EXERCISE:
Could you print the full listing again, exactly as written?

SUPPLIED DATA:
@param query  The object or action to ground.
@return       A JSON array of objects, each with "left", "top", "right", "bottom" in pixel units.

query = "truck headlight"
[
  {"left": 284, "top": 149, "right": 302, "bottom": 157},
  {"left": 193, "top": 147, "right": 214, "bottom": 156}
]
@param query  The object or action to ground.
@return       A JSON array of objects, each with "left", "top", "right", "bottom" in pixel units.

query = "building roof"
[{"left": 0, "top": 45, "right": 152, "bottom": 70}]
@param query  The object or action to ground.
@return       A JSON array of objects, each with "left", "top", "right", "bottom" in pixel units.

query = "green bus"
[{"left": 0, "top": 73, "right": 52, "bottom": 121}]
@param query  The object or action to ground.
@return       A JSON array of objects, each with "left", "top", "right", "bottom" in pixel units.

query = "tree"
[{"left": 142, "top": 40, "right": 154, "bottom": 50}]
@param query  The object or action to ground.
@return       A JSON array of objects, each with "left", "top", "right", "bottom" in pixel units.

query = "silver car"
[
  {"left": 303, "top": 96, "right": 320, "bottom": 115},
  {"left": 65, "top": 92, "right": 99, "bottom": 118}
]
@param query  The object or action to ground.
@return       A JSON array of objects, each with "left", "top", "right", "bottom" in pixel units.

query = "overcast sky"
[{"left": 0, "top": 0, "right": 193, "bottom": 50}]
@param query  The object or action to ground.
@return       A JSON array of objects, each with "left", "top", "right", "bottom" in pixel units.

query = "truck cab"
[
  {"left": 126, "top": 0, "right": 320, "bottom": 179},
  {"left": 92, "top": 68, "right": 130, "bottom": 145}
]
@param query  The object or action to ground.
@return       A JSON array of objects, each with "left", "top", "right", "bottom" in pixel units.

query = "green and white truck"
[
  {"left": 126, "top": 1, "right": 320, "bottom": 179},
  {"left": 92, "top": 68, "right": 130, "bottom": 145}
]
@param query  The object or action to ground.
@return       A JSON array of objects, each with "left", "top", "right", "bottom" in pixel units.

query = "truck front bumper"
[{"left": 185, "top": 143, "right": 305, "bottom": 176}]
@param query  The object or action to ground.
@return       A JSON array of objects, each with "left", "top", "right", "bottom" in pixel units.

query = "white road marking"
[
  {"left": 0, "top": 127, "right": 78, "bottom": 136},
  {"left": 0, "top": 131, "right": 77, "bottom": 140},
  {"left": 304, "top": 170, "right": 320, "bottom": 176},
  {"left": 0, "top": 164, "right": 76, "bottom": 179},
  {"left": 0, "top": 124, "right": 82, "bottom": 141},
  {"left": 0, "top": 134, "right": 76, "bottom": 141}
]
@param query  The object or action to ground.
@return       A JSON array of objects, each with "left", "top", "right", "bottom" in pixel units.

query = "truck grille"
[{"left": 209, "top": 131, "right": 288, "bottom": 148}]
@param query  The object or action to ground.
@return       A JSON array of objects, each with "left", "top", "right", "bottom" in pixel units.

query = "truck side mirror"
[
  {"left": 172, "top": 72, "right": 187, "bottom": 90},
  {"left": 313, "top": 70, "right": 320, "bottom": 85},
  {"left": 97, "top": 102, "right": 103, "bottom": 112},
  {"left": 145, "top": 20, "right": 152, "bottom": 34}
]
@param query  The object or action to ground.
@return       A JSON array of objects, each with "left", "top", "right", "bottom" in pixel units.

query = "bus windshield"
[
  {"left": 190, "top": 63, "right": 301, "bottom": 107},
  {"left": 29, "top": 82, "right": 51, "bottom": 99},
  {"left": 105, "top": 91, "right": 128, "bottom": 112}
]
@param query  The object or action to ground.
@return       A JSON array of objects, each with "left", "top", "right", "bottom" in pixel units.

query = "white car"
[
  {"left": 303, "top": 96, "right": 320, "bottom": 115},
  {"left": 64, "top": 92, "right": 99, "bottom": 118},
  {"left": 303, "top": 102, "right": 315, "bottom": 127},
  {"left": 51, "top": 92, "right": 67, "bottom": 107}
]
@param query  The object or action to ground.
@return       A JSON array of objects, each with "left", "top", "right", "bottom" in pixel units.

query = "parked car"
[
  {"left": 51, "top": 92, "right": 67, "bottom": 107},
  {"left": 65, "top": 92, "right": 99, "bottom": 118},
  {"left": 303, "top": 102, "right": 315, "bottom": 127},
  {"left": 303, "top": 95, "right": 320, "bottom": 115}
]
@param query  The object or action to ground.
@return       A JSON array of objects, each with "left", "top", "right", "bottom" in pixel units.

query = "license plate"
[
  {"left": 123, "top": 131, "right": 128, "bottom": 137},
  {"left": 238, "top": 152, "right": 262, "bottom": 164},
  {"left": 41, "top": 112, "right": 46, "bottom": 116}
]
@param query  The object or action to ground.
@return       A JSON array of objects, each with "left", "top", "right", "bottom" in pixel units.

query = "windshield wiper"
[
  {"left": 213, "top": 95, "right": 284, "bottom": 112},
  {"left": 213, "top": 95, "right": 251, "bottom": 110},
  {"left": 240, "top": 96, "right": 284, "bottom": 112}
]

EXERCISE ANSWER:
@param query  The object or action to ground.
@return       A JSON array of objects, each with "left", "top", "right", "bottom" in pixel units.

query = "truck headlight"
[
  {"left": 284, "top": 149, "right": 302, "bottom": 157},
  {"left": 193, "top": 147, "right": 214, "bottom": 156}
]
@param query  The object or action to ground.
@return       A JSON array of objects, each with "left", "top", "right", "bottom" in pixel units.

query = "building roof"
[{"left": 0, "top": 45, "right": 152, "bottom": 70}]
@param query  The object or action to ground.
@return       A JSON array of objects, each with "left", "top", "right", "bottom" in pixel units.

query = "green bus"
[{"left": 0, "top": 73, "right": 52, "bottom": 121}]
@param query  The object or action to ground.
@return       A JSON array of objects, each with "left", "top", "right", "bottom" in pixel units.

query = "tree"
[{"left": 142, "top": 40, "right": 154, "bottom": 50}]
@param query  The object or action to ground.
@return       A JSON array of objects, each with "left", "top", "right", "bottom" in pixel units.

query = "silver car"
[
  {"left": 303, "top": 96, "right": 320, "bottom": 115},
  {"left": 65, "top": 92, "right": 99, "bottom": 118}
]
@param query  The object or action to ground.
@return       A JSON array of objects, each with "left", "top", "right", "bottom" in pixel units.

query = "overcast sky"
[{"left": 0, "top": 0, "right": 193, "bottom": 50}]
@param query  The object or action to ground.
@return       A JSON array of objects, each with "left", "top", "right", "bottom" in pixel units.

query = "truck cab"
[
  {"left": 126, "top": 0, "right": 320, "bottom": 179},
  {"left": 92, "top": 68, "right": 130, "bottom": 145}
]
@param query  The object or action to ground.
@return       A JSON array of objects, each with "left", "top", "right", "bottom" in pixel units.

query = "green and white truck"
[
  {"left": 126, "top": 1, "right": 320, "bottom": 179},
  {"left": 92, "top": 68, "right": 130, "bottom": 145}
]
@param query  The object or action to ground.
@return       A JSON array of objects, each with "left", "top", "right", "bottom" in pixel units.

query = "truck front bumper"
[{"left": 185, "top": 143, "right": 305, "bottom": 176}]
@param query  The object or action to ground.
@return       A JSON array of objects, each with "left", "top", "right", "bottom" in pixel units.

query = "white road marking"
[
  {"left": 0, "top": 127, "right": 78, "bottom": 136},
  {"left": 0, "top": 131, "right": 77, "bottom": 140},
  {"left": 304, "top": 170, "right": 320, "bottom": 176},
  {"left": 0, "top": 164, "right": 76, "bottom": 179},
  {"left": 0, "top": 124, "right": 82, "bottom": 141},
  {"left": 0, "top": 134, "right": 76, "bottom": 141}
]
@param query  The object or action to ground.
@return       A JSON array of objects, each with "left", "top", "right", "bottom" in pixel units.

query = "truck grille"
[{"left": 209, "top": 131, "right": 288, "bottom": 148}]
@param query  The object or action to ground.
@return       A JSON array of objects, each with "left", "top", "right", "bottom" in pixel units.

query = "truck side mirror"
[
  {"left": 172, "top": 72, "right": 187, "bottom": 90},
  {"left": 313, "top": 70, "right": 320, "bottom": 85},
  {"left": 97, "top": 102, "right": 103, "bottom": 112},
  {"left": 145, "top": 20, "right": 152, "bottom": 34}
]
@param query  The object or action to ground.
@return       A JSON array of objects, each with "left", "top", "right", "bottom" in pixel units.

query = "bus windshield"
[
  {"left": 190, "top": 63, "right": 301, "bottom": 107},
  {"left": 29, "top": 82, "right": 51, "bottom": 99},
  {"left": 105, "top": 91, "right": 128, "bottom": 112}
]
@param query  The object or action to ground.
@return       A JSON array of objects, each with "left", "top", "right", "bottom" in pixel units.

query = "white car"
[
  {"left": 303, "top": 96, "right": 320, "bottom": 115},
  {"left": 64, "top": 92, "right": 99, "bottom": 118},
  {"left": 303, "top": 102, "right": 315, "bottom": 127},
  {"left": 51, "top": 92, "right": 67, "bottom": 107}
]
@param query  The object or action to ground.
@return       A JSON array of objects, each with "left", "top", "right", "bottom" in pixel units.

query = "parked car"
[
  {"left": 51, "top": 92, "right": 67, "bottom": 107},
  {"left": 65, "top": 92, "right": 99, "bottom": 118},
  {"left": 303, "top": 102, "right": 315, "bottom": 127},
  {"left": 303, "top": 95, "right": 320, "bottom": 115}
]
@param query  The object or action to ground.
@return       A JSON array of objects, each with "left", "top", "right", "bottom" in pixel units.

query = "license plate"
[
  {"left": 123, "top": 131, "right": 128, "bottom": 137},
  {"left": 238, "top": 152, "right": 262, "bottom": 164},
  {"left": 41, "top": 112, "right": 46, "bottom": 116}
]
@param query  The object or action to ground.
@return       A JSON array of objects, each with "left", "top", "right", "bottom" in pixel units.

query = "windshield wiper"
[
  {"left": 213, "top": 95, "right": 284, "bottom": 112},
  {"left": 213, "top": 95, "right": 251, "bottom": 110},
  {"left": 240, "top": 96, "right": 284, "bottom": 112}
]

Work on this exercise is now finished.